» **Consigna**
Repite literalmente el fragmento del texto sobre la distopía de Kurt Vonnegut que comienza en "La última vez" y termina en "un chino corriente.".

» **Texto proporcionado**
Mientras eso ocurre, la entera civilización del planeta Tierra va siendo extinguida por la Influenza Afgana, en Manhattan es conocida como la Muerte Verde que, según se sabrá, no resultaran ser la misma cosa.
Los chinos, como ya se ha dicho, establecieron colonias en la Luna y, según no se ha dicho, descubrieron el modo de pensar al unísono. Cualquier grupo de cientos de miles de mentes chinas unidas estaban a la altura de un Newton, un Shakespeare o un Einstein. Combinando sus mentes sintéticas, los chinos las convertían en intelectos tan increíbles que el mismo Universo parecía estar esperando sus instrucciones. “Ustedes pueden llegar a ser lo que desean –decía el Universo–. Yo puedo convertirme en lo que ustedes quieran”.
Y preocupados por el agotamiento de los recursos con que los humanos iban destruyendo un planeta alguna vez hermoso, los chinos llevaban décadas reduciendo de tamaño hasta tal punto que, al momento d eentrevistarse con el presidente, el último embajador chino en Washington medía apenas 60 centímetros. Venía a despedirse. Su país suspendía las relaciones diplomáticas simplemente porque en Estados Unidos no estaba ocurriendo nada que pudiera interesar a los chinos.
La última vez que alguien había visto un chino fue cuando al entrar en su habitación, el presidente Wilbur Swain Roosevelt se encontró con un chino del tamaño de su pulgar sentado sobre la repisa de la chimenea. Se trataba de un embajador volante y había sido elegido para desempeñar esa misión a causa de que resultaba visible para los extranjeros debido a su tamaño, mucho, pero mucho mayor que el de un chino corriente.
Finalmente, Wilbur descubrió que los gérmenes infecciosos de la Influenza Afgana eran marcianos cuya invasión al parecer estaba siendo rechazada por los anticuerpos de los organismos de los sobrevivientes, ya que por el momento había desaparecido la pandemia.
La Muerte Verde, por otra parte, era causada por unos chinos microscópicos, bien intencionados y amantes de la paz que, no obstante, resultaban invariablemente mortales para los seres humanos de tamaño normal que los inhalaban o ingerían.
A esta altura, no cabe ninguna duda de que la distopía de Kurt Vonnegut unida a la aparición de un virus misteriosamente originado en China ha provocado tantos estragos en el cerebro del último presidente norteamericano como en los de reputados comunicadores, periodistas e influencers sudamericanos que advierten, aterrorizados, que cada dosis de la vacuna Sputnik V podría contener miles de millones de Stalins microcópicos decididos a instaurar el comunismo en un solo país: este.

» **Extracto de datos**
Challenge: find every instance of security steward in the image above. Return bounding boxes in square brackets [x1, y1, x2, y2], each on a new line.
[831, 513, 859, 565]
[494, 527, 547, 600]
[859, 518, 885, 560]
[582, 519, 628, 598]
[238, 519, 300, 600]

» **Respuesta del ejercicio**
La última vez que alguien había visto un chino fue cuando al entrar en su habitación, el presidente Wilbur Swain Roosevelt se encontró con un chino del tamaño de su pulgar sentado sobre la repisa de la chimenea. Se trataba de un embajador volante y había sido elegido para desempeñar esa misión a causa de que resultaba visible para los extranjeros debido a su tamaño, mucho, pero mucho mayor que el de un chino corriente.